Records from a collection
+ + + + +

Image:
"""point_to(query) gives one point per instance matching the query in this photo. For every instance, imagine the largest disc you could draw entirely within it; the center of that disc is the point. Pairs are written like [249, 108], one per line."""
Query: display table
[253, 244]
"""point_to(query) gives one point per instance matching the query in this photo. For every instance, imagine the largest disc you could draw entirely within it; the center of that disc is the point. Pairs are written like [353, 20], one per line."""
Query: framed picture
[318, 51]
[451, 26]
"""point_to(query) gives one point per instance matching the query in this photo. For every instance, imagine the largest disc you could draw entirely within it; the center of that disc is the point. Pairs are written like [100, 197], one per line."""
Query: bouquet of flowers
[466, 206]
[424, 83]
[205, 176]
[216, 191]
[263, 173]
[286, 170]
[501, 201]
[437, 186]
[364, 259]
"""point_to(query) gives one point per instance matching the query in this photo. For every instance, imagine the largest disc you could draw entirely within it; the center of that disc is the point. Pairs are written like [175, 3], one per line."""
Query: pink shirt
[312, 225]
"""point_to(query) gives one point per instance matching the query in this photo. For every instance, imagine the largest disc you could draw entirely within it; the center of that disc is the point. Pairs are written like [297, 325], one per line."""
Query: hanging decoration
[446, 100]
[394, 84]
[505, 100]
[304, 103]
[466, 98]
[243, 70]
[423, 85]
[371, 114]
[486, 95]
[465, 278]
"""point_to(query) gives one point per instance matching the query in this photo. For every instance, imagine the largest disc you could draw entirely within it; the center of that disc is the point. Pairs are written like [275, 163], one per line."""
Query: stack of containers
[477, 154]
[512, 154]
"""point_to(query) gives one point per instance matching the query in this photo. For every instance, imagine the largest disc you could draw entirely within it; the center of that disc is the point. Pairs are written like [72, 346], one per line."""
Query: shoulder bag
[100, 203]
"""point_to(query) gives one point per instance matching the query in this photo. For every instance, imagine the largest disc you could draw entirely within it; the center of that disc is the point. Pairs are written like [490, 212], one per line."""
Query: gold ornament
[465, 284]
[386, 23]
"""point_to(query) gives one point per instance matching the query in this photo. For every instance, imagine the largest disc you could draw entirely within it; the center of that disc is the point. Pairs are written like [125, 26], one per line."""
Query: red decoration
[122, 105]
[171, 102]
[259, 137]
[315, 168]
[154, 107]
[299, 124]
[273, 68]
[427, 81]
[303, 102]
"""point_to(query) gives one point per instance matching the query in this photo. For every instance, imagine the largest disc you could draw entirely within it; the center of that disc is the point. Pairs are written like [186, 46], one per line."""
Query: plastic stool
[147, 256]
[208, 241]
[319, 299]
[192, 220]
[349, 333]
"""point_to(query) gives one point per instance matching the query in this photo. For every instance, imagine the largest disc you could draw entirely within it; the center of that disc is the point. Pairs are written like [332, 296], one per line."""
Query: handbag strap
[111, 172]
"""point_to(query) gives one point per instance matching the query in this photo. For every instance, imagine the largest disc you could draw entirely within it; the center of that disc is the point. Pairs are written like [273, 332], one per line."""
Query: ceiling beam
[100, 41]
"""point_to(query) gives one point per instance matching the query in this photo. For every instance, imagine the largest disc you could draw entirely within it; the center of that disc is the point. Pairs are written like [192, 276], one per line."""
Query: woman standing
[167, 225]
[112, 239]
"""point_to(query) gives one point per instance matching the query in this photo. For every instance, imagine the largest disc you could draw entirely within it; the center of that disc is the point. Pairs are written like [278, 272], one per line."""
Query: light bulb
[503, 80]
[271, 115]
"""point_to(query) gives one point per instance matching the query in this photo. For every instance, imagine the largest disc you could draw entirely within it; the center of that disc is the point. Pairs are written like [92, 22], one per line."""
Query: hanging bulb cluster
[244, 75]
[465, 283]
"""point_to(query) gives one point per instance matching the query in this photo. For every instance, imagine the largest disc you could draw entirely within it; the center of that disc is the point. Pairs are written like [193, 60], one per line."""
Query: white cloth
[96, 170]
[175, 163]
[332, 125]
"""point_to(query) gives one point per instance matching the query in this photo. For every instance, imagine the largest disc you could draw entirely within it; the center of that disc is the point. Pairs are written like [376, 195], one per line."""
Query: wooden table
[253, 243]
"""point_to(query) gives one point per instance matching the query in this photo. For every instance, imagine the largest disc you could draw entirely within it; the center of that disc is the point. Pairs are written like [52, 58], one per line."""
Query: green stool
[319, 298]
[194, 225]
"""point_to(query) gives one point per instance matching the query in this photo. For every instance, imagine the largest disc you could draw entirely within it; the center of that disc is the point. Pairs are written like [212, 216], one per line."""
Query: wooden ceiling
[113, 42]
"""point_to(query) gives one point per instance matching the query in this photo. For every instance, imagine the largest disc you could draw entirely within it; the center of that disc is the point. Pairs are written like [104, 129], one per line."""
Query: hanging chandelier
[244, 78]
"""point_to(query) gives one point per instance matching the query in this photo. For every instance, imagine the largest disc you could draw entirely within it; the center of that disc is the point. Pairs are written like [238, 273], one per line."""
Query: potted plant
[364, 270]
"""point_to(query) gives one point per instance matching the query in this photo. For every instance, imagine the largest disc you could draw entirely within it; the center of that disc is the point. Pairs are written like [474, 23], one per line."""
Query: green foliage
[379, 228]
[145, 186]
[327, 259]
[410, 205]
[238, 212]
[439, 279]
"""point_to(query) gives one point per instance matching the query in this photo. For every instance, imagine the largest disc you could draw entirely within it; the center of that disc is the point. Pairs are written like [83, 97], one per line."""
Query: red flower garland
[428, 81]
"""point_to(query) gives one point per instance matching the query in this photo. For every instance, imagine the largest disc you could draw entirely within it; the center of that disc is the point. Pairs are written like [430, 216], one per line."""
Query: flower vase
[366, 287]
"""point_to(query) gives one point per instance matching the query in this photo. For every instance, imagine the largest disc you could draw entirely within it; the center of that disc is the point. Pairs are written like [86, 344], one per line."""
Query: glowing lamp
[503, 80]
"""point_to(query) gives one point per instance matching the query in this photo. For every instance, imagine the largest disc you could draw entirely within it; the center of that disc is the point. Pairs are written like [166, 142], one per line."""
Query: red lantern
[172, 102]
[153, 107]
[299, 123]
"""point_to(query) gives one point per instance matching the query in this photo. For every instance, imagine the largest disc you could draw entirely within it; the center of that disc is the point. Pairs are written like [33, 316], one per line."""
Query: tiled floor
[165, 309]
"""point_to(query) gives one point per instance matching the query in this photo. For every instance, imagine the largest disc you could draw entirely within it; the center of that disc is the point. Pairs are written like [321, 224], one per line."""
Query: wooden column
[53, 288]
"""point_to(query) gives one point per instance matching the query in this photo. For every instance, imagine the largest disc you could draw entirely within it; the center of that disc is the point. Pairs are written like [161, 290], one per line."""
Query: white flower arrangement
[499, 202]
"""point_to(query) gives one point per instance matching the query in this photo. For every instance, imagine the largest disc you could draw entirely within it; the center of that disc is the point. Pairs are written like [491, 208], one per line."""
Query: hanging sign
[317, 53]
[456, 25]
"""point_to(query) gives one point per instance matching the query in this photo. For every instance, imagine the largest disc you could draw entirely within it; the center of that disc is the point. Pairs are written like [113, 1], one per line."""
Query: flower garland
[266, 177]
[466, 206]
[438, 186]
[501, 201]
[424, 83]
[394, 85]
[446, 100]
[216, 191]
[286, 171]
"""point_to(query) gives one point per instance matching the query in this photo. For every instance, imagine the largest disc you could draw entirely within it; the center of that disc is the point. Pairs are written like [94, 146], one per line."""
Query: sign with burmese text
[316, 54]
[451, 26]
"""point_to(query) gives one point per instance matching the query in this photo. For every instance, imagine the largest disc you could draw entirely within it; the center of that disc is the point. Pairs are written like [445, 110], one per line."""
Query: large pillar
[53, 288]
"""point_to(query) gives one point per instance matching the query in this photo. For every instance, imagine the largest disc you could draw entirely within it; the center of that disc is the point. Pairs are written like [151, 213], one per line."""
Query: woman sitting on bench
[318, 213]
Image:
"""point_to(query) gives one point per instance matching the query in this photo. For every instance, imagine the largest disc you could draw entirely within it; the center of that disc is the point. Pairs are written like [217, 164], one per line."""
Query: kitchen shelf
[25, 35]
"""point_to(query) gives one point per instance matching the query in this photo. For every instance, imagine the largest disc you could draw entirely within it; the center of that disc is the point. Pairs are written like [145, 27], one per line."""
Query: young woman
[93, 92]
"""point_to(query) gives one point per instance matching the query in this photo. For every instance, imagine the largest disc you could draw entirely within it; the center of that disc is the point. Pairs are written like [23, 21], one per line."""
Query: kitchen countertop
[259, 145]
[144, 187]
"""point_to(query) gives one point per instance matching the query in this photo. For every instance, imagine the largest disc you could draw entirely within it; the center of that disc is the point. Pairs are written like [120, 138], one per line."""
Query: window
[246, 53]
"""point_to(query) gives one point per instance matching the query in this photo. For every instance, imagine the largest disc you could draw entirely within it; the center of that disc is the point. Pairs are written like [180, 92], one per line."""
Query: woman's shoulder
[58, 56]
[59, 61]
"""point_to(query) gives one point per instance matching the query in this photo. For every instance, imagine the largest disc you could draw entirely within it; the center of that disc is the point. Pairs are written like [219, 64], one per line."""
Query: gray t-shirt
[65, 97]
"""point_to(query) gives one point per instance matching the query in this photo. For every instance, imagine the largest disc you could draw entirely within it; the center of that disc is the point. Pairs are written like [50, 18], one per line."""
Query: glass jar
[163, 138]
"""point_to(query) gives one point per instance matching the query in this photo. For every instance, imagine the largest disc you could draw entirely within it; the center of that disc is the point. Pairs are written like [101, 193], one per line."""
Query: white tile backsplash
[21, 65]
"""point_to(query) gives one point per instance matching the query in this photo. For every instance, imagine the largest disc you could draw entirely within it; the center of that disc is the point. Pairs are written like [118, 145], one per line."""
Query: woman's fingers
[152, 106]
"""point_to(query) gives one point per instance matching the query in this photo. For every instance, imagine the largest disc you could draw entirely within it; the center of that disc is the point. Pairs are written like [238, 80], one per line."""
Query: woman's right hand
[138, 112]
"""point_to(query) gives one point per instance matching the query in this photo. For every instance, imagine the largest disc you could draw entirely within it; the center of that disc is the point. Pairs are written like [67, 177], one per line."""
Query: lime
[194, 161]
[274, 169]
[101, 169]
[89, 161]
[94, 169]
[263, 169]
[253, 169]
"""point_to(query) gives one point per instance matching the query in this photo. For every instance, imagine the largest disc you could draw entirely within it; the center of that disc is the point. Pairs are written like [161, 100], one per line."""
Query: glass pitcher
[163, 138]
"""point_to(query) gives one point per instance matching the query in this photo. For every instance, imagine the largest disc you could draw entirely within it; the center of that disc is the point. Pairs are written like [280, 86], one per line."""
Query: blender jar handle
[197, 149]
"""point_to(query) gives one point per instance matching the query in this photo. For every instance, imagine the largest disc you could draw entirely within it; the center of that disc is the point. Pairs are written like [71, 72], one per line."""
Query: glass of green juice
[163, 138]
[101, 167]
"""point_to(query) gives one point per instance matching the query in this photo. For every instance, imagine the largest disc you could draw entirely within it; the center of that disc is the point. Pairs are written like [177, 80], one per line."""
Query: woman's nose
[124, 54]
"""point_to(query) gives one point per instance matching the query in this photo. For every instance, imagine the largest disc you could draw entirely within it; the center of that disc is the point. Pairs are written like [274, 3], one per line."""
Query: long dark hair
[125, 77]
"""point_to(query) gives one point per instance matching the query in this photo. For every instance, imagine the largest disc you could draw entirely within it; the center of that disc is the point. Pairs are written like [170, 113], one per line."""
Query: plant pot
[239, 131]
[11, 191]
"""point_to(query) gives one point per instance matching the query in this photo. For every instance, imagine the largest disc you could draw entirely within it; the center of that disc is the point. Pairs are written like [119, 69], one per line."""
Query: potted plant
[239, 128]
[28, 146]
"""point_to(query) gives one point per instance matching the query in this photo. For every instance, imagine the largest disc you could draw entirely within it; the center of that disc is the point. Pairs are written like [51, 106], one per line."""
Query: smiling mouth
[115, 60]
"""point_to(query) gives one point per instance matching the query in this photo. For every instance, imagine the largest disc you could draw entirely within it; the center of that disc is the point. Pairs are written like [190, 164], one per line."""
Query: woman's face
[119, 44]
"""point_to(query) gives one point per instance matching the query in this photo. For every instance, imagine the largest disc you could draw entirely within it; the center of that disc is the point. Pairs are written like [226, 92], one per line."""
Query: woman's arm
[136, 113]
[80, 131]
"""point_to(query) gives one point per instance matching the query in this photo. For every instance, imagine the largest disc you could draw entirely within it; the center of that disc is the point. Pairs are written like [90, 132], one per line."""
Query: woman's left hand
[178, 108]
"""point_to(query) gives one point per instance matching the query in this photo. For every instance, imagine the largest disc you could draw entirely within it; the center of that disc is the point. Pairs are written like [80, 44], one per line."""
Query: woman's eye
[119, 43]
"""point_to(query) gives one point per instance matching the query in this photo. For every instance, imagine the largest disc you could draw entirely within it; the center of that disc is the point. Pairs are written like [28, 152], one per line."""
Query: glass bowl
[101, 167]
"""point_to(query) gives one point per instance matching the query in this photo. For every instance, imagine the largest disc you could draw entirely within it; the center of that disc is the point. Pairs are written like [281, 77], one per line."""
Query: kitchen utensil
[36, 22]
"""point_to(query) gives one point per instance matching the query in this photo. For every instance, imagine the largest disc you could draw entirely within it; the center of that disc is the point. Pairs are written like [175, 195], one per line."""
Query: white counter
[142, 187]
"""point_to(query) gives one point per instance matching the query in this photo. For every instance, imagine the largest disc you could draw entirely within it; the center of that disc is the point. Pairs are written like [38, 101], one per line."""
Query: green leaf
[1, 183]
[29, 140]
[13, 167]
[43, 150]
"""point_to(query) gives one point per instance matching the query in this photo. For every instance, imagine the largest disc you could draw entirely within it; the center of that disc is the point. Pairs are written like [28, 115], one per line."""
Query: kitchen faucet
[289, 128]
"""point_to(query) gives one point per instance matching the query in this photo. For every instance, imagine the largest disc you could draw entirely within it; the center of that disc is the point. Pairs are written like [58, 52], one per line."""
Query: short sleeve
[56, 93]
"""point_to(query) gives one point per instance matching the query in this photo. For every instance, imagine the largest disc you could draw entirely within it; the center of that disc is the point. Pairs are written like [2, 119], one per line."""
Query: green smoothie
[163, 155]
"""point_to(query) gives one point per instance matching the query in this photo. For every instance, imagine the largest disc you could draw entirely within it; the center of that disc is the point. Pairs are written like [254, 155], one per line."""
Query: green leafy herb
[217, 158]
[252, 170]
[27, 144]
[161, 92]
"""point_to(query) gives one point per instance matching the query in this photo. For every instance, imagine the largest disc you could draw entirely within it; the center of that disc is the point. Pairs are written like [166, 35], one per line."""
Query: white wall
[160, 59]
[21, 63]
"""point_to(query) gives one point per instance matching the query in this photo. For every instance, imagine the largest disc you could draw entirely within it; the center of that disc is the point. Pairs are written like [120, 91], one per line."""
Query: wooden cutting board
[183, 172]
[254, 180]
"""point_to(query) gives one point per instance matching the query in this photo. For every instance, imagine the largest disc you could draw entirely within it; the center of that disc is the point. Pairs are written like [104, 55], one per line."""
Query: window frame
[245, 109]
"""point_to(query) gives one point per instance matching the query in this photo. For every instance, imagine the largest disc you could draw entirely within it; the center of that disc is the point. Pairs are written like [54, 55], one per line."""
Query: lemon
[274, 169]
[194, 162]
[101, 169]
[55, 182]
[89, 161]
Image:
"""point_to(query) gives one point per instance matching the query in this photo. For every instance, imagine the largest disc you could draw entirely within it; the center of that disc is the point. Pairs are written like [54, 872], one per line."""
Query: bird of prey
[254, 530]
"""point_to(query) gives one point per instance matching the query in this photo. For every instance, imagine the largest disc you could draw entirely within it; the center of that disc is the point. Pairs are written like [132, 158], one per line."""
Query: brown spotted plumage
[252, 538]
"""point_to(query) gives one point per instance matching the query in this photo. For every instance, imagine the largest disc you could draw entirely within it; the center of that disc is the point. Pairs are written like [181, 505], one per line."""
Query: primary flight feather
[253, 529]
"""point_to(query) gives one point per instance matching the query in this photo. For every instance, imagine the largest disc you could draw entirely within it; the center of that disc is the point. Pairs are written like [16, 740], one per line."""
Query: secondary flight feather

+ + + + +

Quote every line from the line containing "[132, 158], one" through the closing line of the listing, including both.

"""point_to(query) gives one point per instance matching the query in this photo. For every instance, imagine the largest disc you could draw entirely within it; the center of that disc is the point. Pairs are written like [132, 158], one per line."""
Query: brown spotted plumage
[252, 538]
"""point_to(query) gives one point per instance matching the query in this photo. For every instance, imagine the largest disc you could draw entirely within it; the center of that disc is the point. Pairs are written like [181, 505], one per line."""
Query: primary flight feather
[253, 529]
"""point_to(query) gives one point per instance matching the query in this photo. For every instance, imagine the largest disc you could draw entirely within it; the center of that disc is the point. Pairs are written like [16, 740], one per line."""
Query: secondary flight feather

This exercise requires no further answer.